- [WHAT IS ASKED] Update the passage of the ansible article starting at "This is a phonograph." and ending at "Sudhith Xavier (www.unsplash.com@sudhithxavier).", replacing "phonograph" with "gramophone".
━━━ SOURCE EXCERPT
What is that?–ANSIBLE-Science fiction writers create fictional devices–like the ansible–to allow characters to communicate quickly across the vast reaches of outer space. Let’s explore ansibles and physics.

Image: Radio telescope dish beneath a starry sky. Text: What is that?–ANSIBLE-Science fiction writers create fictional devices–like the ansible–to allow characters to communicate quickly across the vast reaches of outer space. Let’s explore ansibles and physics.
Photograph by VM_Quezada (unsplash.com@vm_quezada).

Ansible — a machine used for instant communication across vast distances of space.

Sci Fi writers have created many fictional devices that allow people to talk, write, or send messages instantly or very quickly across the vast empty stretches of space.

This is a phonograph. It plays records or discs. But for some reason, I always picture one of these when I hear the word “ansible.” Photo by Sudhith Xavier (www.unsplash.com@sudhithxavier).
━━━━━━
━━━ MATERIAL SHOWN
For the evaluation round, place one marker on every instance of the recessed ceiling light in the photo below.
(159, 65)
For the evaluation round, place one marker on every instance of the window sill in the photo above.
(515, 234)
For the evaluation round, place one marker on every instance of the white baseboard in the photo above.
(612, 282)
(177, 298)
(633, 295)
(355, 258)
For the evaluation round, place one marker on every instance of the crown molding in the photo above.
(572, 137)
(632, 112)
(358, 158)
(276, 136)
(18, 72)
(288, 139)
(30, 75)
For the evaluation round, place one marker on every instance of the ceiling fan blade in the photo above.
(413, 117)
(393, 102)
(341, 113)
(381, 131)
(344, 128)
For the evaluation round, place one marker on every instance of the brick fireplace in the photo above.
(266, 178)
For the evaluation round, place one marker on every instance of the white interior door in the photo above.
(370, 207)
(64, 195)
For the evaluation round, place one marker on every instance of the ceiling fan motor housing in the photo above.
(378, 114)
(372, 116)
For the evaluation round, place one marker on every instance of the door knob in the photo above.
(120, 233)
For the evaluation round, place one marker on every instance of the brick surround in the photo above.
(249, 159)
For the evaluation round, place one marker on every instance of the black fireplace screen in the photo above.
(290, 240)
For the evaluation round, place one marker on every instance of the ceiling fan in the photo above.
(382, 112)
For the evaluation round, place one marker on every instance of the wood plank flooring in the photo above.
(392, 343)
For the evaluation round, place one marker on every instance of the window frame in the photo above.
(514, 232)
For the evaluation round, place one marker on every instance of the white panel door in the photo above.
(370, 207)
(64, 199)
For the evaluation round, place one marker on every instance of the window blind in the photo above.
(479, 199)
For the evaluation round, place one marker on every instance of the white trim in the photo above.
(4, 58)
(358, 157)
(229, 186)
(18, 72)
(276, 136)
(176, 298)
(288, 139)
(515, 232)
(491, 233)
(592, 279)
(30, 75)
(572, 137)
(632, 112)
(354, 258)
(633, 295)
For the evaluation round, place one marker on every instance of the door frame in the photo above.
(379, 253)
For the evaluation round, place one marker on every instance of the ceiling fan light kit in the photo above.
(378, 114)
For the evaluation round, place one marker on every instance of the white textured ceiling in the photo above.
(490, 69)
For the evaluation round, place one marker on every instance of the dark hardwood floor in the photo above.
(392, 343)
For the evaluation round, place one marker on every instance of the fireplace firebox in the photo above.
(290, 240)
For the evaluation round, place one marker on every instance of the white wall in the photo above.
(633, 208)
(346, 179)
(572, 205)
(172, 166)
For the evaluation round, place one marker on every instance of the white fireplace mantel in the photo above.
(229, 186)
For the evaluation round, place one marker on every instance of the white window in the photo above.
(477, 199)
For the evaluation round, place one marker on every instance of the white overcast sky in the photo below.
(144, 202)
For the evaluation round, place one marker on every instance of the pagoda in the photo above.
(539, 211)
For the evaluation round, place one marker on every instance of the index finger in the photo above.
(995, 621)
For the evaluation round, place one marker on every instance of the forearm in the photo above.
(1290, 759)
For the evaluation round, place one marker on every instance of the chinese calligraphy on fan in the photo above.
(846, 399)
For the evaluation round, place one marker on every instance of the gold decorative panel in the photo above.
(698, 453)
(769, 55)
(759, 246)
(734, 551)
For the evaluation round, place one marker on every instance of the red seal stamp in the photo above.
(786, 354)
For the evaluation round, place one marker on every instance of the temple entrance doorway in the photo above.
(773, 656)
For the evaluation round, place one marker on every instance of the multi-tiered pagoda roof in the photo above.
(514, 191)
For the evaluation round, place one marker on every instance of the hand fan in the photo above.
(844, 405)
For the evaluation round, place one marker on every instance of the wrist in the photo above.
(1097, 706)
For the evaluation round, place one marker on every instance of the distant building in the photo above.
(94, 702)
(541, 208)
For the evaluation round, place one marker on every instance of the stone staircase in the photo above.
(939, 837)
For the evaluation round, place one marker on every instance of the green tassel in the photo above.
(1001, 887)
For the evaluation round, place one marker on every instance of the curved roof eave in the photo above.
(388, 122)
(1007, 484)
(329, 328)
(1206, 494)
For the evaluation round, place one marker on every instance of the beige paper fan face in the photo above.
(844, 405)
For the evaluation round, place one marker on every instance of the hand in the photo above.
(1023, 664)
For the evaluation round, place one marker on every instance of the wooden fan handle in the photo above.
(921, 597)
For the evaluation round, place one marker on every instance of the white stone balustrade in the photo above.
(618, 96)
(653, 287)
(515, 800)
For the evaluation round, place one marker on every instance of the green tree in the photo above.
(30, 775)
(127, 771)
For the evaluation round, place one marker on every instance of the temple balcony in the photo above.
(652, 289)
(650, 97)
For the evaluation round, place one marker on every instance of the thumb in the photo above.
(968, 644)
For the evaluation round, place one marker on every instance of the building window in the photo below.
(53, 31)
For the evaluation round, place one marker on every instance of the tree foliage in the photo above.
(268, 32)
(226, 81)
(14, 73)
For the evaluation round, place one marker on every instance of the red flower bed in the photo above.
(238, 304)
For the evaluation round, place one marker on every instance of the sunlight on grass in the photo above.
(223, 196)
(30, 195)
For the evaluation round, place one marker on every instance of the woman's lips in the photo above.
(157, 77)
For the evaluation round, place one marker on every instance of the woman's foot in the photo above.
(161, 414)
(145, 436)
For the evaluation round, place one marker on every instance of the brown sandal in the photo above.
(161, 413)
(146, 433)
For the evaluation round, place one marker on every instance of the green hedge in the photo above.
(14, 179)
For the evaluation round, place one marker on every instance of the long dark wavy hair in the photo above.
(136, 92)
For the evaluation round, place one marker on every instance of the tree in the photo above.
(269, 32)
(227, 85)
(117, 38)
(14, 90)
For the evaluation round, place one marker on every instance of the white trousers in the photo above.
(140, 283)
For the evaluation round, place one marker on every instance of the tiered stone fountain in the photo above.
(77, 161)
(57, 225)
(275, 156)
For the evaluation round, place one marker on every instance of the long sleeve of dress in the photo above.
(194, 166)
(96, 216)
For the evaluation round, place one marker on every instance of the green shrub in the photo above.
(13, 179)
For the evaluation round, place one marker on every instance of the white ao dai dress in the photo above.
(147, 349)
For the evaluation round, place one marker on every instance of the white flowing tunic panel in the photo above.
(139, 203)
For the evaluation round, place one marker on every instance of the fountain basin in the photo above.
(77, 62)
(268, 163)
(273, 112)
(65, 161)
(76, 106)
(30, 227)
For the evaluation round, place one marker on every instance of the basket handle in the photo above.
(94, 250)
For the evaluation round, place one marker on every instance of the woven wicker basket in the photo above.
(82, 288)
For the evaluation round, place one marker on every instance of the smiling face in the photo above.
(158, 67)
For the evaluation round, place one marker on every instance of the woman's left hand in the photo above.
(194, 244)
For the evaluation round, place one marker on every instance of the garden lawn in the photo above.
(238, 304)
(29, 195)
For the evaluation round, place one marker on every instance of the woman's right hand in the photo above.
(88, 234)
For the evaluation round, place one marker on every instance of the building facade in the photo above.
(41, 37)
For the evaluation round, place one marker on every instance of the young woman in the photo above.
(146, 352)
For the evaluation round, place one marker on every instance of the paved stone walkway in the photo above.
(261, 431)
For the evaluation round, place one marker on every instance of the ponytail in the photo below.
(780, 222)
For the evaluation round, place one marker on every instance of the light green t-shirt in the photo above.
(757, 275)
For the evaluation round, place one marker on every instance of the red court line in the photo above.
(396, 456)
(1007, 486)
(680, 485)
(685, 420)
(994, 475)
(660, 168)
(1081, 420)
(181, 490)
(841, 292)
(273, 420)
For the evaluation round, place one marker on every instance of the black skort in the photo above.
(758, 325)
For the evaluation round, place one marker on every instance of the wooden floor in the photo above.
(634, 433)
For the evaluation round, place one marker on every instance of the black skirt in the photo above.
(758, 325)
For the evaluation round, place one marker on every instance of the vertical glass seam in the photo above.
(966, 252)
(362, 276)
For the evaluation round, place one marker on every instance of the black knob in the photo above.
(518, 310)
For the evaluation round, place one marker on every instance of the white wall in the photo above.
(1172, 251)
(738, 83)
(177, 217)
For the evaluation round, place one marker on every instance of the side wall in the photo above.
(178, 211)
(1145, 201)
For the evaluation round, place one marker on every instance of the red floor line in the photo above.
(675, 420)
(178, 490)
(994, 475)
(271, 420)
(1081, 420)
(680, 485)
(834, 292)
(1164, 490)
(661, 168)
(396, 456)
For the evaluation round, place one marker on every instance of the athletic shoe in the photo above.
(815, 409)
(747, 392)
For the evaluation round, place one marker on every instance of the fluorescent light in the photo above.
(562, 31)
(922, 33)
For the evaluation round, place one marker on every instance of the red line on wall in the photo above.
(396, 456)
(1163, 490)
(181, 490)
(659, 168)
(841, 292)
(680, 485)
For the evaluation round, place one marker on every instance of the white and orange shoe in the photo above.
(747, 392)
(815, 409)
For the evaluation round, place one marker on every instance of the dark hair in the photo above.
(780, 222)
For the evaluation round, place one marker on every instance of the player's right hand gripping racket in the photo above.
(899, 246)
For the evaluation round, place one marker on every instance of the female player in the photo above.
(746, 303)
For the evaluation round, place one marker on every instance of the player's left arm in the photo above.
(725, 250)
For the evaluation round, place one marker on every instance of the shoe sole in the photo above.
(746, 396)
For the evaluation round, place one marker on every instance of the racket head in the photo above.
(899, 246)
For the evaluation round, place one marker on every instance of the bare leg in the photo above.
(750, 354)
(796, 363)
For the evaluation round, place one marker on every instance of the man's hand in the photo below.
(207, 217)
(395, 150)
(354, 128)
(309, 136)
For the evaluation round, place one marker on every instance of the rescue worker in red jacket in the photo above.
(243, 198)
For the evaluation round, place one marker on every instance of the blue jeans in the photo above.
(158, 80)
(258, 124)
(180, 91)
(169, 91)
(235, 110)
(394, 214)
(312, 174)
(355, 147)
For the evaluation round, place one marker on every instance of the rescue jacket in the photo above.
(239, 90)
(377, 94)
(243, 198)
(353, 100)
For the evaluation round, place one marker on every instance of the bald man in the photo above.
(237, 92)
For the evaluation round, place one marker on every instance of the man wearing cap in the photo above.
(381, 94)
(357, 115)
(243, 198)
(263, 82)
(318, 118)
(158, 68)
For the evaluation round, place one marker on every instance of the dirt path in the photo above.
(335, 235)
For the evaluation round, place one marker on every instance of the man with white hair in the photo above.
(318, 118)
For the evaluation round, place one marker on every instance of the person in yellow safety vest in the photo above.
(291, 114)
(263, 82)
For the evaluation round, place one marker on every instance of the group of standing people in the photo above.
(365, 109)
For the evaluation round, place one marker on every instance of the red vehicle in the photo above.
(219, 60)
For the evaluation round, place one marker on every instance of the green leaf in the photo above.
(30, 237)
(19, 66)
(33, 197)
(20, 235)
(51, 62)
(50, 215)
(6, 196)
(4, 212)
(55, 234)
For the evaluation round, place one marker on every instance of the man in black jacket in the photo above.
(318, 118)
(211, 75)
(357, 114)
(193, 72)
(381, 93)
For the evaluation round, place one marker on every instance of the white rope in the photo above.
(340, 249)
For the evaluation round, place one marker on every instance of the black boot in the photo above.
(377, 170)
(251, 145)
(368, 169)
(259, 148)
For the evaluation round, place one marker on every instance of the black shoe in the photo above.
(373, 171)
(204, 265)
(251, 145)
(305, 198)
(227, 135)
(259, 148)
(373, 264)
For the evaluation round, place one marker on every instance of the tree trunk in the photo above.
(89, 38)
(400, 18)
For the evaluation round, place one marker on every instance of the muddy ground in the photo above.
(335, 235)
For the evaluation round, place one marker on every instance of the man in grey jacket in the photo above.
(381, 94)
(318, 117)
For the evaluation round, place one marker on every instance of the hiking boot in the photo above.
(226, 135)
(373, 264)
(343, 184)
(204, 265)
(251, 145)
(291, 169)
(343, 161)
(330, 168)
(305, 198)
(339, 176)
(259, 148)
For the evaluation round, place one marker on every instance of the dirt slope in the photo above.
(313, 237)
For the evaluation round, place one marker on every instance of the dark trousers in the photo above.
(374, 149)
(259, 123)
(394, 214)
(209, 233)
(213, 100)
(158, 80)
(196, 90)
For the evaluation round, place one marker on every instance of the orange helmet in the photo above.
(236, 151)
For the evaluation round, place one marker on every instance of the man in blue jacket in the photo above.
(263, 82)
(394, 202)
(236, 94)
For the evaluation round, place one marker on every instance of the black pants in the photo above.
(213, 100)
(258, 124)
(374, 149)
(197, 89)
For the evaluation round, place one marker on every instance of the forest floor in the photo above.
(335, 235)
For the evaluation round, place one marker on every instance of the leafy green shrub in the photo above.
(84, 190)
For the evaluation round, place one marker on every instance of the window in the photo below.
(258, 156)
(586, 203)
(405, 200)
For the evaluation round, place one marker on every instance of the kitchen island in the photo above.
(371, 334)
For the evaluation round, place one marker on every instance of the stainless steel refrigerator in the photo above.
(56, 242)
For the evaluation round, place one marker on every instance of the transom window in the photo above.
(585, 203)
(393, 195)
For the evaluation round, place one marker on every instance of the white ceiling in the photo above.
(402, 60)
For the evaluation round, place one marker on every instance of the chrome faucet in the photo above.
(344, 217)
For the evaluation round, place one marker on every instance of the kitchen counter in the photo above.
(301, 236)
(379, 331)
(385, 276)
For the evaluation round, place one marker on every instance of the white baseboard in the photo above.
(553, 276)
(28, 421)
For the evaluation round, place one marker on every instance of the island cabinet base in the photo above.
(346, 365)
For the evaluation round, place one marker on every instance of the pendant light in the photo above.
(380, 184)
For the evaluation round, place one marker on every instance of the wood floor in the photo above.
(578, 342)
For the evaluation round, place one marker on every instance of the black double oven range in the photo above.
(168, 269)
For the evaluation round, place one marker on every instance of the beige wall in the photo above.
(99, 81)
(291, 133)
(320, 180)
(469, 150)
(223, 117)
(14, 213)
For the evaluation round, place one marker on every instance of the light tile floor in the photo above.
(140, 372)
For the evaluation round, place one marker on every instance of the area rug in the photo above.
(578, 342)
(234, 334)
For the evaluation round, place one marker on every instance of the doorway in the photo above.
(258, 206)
━━━━━━
- [FINAL RESULT]
This is a gramophone. It plays records or discs. But for some reason, I always picture one of these when I hear the word “ansible.” Photo by Sudhith Xavier (www.unsplash.com@sudhithxavier).